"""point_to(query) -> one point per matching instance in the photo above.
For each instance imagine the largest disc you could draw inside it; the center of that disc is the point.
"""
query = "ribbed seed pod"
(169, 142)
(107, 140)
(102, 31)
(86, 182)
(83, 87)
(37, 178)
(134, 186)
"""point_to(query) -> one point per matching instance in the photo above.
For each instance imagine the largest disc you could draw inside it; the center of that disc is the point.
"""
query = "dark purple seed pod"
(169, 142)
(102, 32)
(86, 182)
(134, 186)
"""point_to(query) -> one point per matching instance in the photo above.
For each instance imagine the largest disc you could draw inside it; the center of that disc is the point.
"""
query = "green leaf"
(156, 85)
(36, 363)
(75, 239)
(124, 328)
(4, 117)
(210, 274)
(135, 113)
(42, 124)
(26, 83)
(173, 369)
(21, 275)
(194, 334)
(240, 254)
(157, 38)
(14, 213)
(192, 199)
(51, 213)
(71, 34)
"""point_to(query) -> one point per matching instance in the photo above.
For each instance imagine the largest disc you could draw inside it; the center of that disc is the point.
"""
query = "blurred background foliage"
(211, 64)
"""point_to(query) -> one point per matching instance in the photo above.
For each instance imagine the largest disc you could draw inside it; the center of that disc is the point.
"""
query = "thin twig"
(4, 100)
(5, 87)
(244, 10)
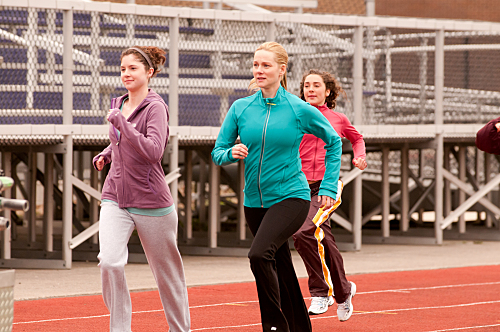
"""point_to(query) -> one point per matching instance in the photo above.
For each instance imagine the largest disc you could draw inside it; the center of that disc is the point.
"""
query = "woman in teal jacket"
(271, 124)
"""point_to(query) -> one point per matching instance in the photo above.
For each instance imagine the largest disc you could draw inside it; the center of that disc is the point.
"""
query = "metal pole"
(241, 210)
(405, 193)
(48, 202)
(388, 71)
(6, 234)
(67, 213)
(462, 167)
(214, 202)
(94, 203)
(31, 73)
(94, 70)
(385, 193)
(173, 96)
(32, 197)
(438, 115)
(423, 80)
(487, 177)
(447, 184)
(188, 159)
(357, 218)
(271, 31)
(358, 76)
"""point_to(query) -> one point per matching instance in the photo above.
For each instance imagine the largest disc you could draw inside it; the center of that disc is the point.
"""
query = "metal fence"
(215, 57)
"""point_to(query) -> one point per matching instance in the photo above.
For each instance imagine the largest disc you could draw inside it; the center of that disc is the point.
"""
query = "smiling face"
(315, 91)
(266, 71)
(133, 73)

• **WHAT THE TASK REQUIRES**
Above are the records; reproduce them exactly and leave out the pictures.

• **EXPECTED ANSWER**
"""point_to(query) -> one point per matching instance in the photo above.
For each instance imagine the largest disc you could draw inside it; the center of that disc is the point.
"""
query = "ribbed seed pod"
(169, 142)
(107, 140)
(102, 31)
(86, 182)
(83, 87)
(37, 178)
(134, 186)
"""point_to(query) -> one point per matching instance in the photo above.
For each instance imagine the largest disc you could draw inside it; the center of that disc is the point.
"""
query = "dark purple seed pod"
(169, 142)
(102, 32)
(86, 182)
(134, 186)
"""point_to(query) -> one point per matching instance in the photo above.
For each instance imagine the largest disc you could draw inside it; the center of that disc is the point.
"""
query = "green leaf"
(156, 85)
(36, 363)
(75, 239)
(124, 328)
(4, 117)
(210, 274)
(135, 113)
(42, 124)
(26, 83)
(173, 369)
(21, 275)
(194, 334)
(240, 254)
(157, 38)
(14, 213)
(192, 199)
(51, 213)
(71, 34)
"""point_to(query) -> one point per matching instance in the photo above.
For each instance imagine the largest disc you could draw inside it; the center of that disc is the point.
"""
query = "blurred background foliage"
(211, 64)
"""point_to(query) -> one point per matching instance in the photo above.
For each instance imagine the largest disc you could draw inside it; the center of that disc is the point.
"""
query = "thin twig"
(4, 100)
(5, 87)
(244, 10)
"""point_to(query) -> one point per matching instance in the photo above.
For each instance imagine the largest disc you could draw inside it; the center of that disc is the point.
"""
query = "woman in teal jacket"
(271, 124)
"""point_to(query) -> one point per matching instance in the photo above.
For each instance imagine the largest disc you could draw inside it; the center of that disc is the point.
"""
query = "metal pole"
(241, 210)
(405, 193)
(48, 202)
(388, 71)
(6, 234)
(67, 213)
(462, 167)
(214, 202)
(94, 203)
(31, 73)
(94, 70)
(385, 193)
(173, 96)
(32, 197)
(438, 115)
(423, 80)
(487, 177)
(447, 184)
(188, 159)
(357, 218)
(271, 31)
(358, 76)
"""point_to(query) -> one point per matching instance in the photo above.
For each instance imagine the largest disc you could draw inside it; the center of that disc is the point.
"""
query = "metal fence"
(215, 57)
"""point_to(query) -> one point per matching instance in the photo above.
For each instance imagine the largest disc you could draw inside it; the center of that disc is the point.
"""
query = "smiling face"
(315, 91)
(266, 71)
(133, 73)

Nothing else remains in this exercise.